• TRAVAIL DEMANDÉ: Rédigez la suite de l'article sur le centenaire de l'Organisation internationale du travail, en reprenant après sa dernière phrase.

• TEXTE CITÉ:
Organisation internationale du travail : comment dépasser le self-service normatif ?

Organisation internationale du travail : comment dépasser le self-service normatif ?

19.04.2019

Représentants du personnel

L'Organisation internationale du travail (OIT) fête son centenaire en 2019. Née au lendemain de la Première guerre mondiale dans un souci d'éviter les violences sociales par la régulation, l'OIT prépare une déclaration comprenant une "nouvelle garantie universelle des droits du travail". Pour le juriste Alain Supiot, il faudrait, pour dépasser l'actuel "self-service normatif", permettre aux Etats ayant ratifié les normes de l'OIT de protéger leur marché intérieur.

Entamé par l'évocation des "bilatérales", le colloque organisé mercredi 17 avril au Sénat pour les 100 ans de l'Organisation internationale du travail (*) se sera achevé par l'ode au tripartisme. Les bilatérales, ce sont ces rendez-vous à 6h30 du matin avec Bernard Thibault, "quand nous étions tous deux en responsabilité", évoqués par Gérard Larcher. Le président du Sénat n'a rien oublié de son passage au ministère du Travail. "Les bilatérales étaient mon sport préféré", a plaisanté le sénateur de Rambouillet qui a jeté, une nouvelle fois, une pierre dans le jardin du Président de la République : "Je ne fais pas partie de ceux qui veulent cantonner le dialogue social à la seule entreprise".

• LIGNES:
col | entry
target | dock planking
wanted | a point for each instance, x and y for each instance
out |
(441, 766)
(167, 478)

• RÉPONSE ATTENDUE:
Une organisation internationale tripartite

Quant au tripartisme, c'est peut-être ce qui caractérise le mieux l'OIT. C'est la seule organisation des Nations Unies à fonctionner sur ce principe, qui associe les représentants des Etats, les représentants des employeurs et les représentants des salariés via les organisations syndicales, ces trois parties devant trouver des compromis pour élaborer des normes que chaque Etat peut ensuite adopter.

Comme l'a fait remarquer Yves Veyrier (FO), un familier de l'organisation, l'OIT a résisté à la deuxième guerre mondiale et à la décolonisation et a encore montré son utilité en complétant sa convention 29 contre le travail forcé afin de traiter certains cas qui n'avaient pas été prévus. Bref, l'OIT n'a pas si mal réussi quand on se souvient des conditions de sa naissance, en 1919, rappelées par Guy Ryder, son actuel directeur général : "Le monde sortait du traumatisme de la Première guerre mondiale, l'idée du progrès était atteinte et il y eut la révolution bolchevique. L'OIT et son mandat en faveur de la paix, par la justice sociale, résultent de la remise en question de ce monde ravagé par la guerre".

Un mandat toujours porté par l'Organisation internationale du travail. "La paix ne peut être gagnée sans emploi décent pour toute la population. Les inégalités ont atteint un seuil qui menace la paix", a plaidé Guy Ryder, selon lequel le travail doit garantir à tous un "revenu décent, grâce au partage de la valeur ajoutée".

Vers une déclaration pour une nouvelle garantie universelle ?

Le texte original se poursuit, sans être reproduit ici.